The data:
※ ※ ※

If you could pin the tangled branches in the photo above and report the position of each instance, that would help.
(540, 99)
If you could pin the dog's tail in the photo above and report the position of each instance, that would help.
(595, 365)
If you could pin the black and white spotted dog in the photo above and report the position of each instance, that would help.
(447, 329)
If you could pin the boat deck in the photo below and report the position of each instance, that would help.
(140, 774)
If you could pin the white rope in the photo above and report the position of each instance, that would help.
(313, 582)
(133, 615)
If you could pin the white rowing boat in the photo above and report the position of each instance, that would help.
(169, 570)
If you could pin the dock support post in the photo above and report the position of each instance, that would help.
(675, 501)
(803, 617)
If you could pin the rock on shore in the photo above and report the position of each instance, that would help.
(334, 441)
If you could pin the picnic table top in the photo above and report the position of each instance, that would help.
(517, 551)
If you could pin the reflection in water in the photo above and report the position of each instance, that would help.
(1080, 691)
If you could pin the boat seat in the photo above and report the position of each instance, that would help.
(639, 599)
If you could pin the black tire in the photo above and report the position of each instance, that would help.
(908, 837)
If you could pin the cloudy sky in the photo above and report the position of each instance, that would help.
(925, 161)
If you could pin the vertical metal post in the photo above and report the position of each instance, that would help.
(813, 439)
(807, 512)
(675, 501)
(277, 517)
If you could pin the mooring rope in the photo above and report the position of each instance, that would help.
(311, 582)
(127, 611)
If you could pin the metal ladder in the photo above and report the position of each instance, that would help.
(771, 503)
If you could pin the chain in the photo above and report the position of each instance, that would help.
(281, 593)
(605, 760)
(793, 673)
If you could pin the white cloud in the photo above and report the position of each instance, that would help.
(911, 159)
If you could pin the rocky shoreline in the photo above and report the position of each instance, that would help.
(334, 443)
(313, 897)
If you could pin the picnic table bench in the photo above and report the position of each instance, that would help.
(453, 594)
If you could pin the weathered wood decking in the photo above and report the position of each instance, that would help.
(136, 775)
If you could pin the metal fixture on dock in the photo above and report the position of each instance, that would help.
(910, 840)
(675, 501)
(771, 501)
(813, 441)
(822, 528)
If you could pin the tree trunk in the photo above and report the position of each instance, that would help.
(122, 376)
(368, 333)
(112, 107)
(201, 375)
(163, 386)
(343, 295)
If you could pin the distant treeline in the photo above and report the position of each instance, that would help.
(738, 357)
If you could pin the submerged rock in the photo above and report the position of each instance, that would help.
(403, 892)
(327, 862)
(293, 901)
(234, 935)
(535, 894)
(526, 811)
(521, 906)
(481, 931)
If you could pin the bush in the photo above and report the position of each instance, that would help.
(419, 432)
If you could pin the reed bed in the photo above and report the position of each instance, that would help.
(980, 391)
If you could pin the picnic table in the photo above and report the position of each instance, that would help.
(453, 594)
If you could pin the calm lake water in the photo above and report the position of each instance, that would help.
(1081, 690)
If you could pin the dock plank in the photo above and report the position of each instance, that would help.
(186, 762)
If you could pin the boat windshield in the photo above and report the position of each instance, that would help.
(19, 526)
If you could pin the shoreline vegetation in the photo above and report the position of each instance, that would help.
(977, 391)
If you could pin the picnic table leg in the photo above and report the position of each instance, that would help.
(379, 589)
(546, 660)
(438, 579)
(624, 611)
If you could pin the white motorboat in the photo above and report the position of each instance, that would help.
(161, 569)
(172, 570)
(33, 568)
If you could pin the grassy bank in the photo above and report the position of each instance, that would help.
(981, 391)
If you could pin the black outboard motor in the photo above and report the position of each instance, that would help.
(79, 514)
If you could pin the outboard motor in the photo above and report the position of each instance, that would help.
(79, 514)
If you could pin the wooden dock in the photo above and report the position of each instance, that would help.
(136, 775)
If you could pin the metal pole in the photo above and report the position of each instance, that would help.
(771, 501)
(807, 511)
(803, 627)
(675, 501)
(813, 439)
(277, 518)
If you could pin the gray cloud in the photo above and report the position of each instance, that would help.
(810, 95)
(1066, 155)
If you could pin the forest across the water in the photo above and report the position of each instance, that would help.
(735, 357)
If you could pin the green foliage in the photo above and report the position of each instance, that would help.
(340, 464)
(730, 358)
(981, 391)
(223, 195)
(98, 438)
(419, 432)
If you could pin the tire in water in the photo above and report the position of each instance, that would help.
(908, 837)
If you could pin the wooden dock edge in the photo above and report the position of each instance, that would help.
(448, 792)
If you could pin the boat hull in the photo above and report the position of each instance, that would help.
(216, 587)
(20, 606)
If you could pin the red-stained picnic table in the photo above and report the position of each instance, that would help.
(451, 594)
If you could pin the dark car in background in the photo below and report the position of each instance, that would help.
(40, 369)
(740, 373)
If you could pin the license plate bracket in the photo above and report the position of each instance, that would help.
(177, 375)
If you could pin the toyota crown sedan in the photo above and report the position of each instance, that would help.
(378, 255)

※ ※ ※

Problem statement:
Transcribe all of the lines in the records precisely.

Exercise result:
If you could pin the tangled branches in the photo above and report the position of each instance, that would help.
(540, 99)
If you could pin the dog's tail in the photo above and report the position of each instance, that would help.
(595, 365)
If you could pin the black and white spotted dog in the photo above and report the position of each instance, that would help.
(447, 329)
If you could pin the boat deck in the photo below and report the position of each instance, that would help.
(140, 774)
If you could pin the white rope in the photo above and report the position of each instance, that would help.
(313, 582)
(133, 615)
If you could pin the white rowing boat in the photo above and report the position of each instance, that would help.
(169, 570)
If you could pin the dock support post in the photo above and report the position of each instance, that would help.
(675, 501)
(803, 617)
If you could pin the rock on shore in the photo above and report the position of each instance, that would help.
(334, 441)
If you could pin the picnic table top in the photo above and report the position of each instance, that would help.
(517, 551)
If you could pin the reflection in water in the photo above and report the position of each instance, that would help.
(1080, 691)
If you could pin the boat seat in the photo above and report the position of each instance, that would help.
(639, 599)
If you could pin the black tire in the photo above and report the position of each instance, that would help.
(908, 837)
If you could pin the cloudy sky in the photo above and report the position of each instance, that would help.
(925, 161)
If you could pin the vertical metal post in the photo above and report the position of each instance, that would help.
(813, 439)
(807, 512)
(675, 501)
(277, 517)
If you could pin the mooring rope in the photo above and report the position of each instance, that would help.
(311, 582)
(127, 611)
If you could pin the metal ladder in the photo above and report the position of each instance, that would help.
(771, 503)
If you could pin the chain in the photo above and report the position of each instance, that would help.
(281, 593)
(605, 760)
(793, 673)
If you could pin the white cloud in the photo above and report the position of each instance, that would help.
(911, 159)
If you could pin the rocky shoreline in the photo above and report the position of each instance, that would help.
(334, 443)
(313, 897)
If you could pin the picnic table bench in the photo above and report the position of each instance, that would help.
(453, 594)
If you could pin the weathered wood decking in the photo above and report the position of each instance, that would help.
(136, 775)
If you could pin the metal fixture on dock in the photo above and report the position of each instance, that would help.
(910, 840)
(675, 501)
(771, 501)
(813, 441)
(822, 528)
If you could pin the tree trunk in the photo above and report the position of each instance, that would help.
(122, 376)
(368, 333)
(112, 107)
(201, 375)
(163, 386)
(343, 295)
If you could pin the distant treeline in the photo above and report the position of each instance, that would help.
(738, 357)
If you could pin the submerged rock in the photo above and report the position of each instance, that would help.
(403, 892)
(327, 862)
(293, 901)
(234, 935)
(535, 894)
(526, 811)
(521, 906)
(481, 931)
If you could pin the bush in the photo above and report the position of each instance, that would help.
(419, 432)
If you could pin the reed bed in the photo above and report the position of each instance, that would help.
(980, 391)
If you could pin the picnic table in the photo above and report the position of each instance, that would help.
(453, 594)
If you could pin the calm lake water in the photo above and report the position of each instance, that would help.
(1081, 690)
If you could pin the dock plank in the photo above and report the position of each instance, that would help.
(186, 762)
If you could pin the boat windshield in the photo above and report the position of each instance, that would help.
(19, 526)
If you could pin the shoreline vegetation in the photo above and report the position of each instance, that would help.
(977, 391)
If you could pin the picnic table leg in the photo above and report the position of each instance, that would help.
(379, 589)
(546, 660)
(438, 579)
(624, 611)
If you could pin the white motorboat in the photo above and report the position of each instance, that would help.
(161, 569)
(172, 570)
(33, 568)
If you could pin the grassy bank in the photo above and report the position of each instance, that would help.
(981, 391)
If you could pin the black outboard motor in the photo above and report the position of each instance, that would help.
(79, 514)
If you could pin the outboard motor in the photo above and report the position of each instance, that would help.
(79, 514)
If you could pin the wooden dock in the photo above and report the position of each instance, that would help.
(136, 775)
If you could pin the metal pole in the photo above and report the position of each instance, that would help.
(771, 501)
(807, 511)
(803, 627)
(675, 501)
(813, 439)
(277, 518)
If you could pin the gray cloud in the photo above and report the position of each instance, that would help.
(810, 95)
(1066, 155)
If you could pin the forest across the water in the photo above and report the position of each instance, that would help.
(735, 357)
If you could pin the green foliage in the photo above and report the position of each instance, that would help.
(340, 464)
(730, 358)
(981, 391)
(223, 195)
(98, 438)
(419, 432)
If you could pin the tire in water in the photo above and report the position of each instance, that would help.
(908, 837)
If you could pin the wooden dock edge in the photo above and report the position of each instance, that would help.
(448, 792)
If you could pin the boat hull in the photo above and report the position of each instance, that would help.
(216, 587)
(20, 606)
If you could pin the red-stained picnic table in the photo above and report the position of each instance, that would help.
(451, 594)
If you could pin the dark car in background in the photo below and report the position of each instance, that would help.
(40, 369)
(740, 373)
If you could pin the license plate bracket in the photo above and report the position of each instance, that would help.
(177, 375)
If you could pin the toyota crown sedan in the photo above and report the position of each instance, that would help.
(378, 255)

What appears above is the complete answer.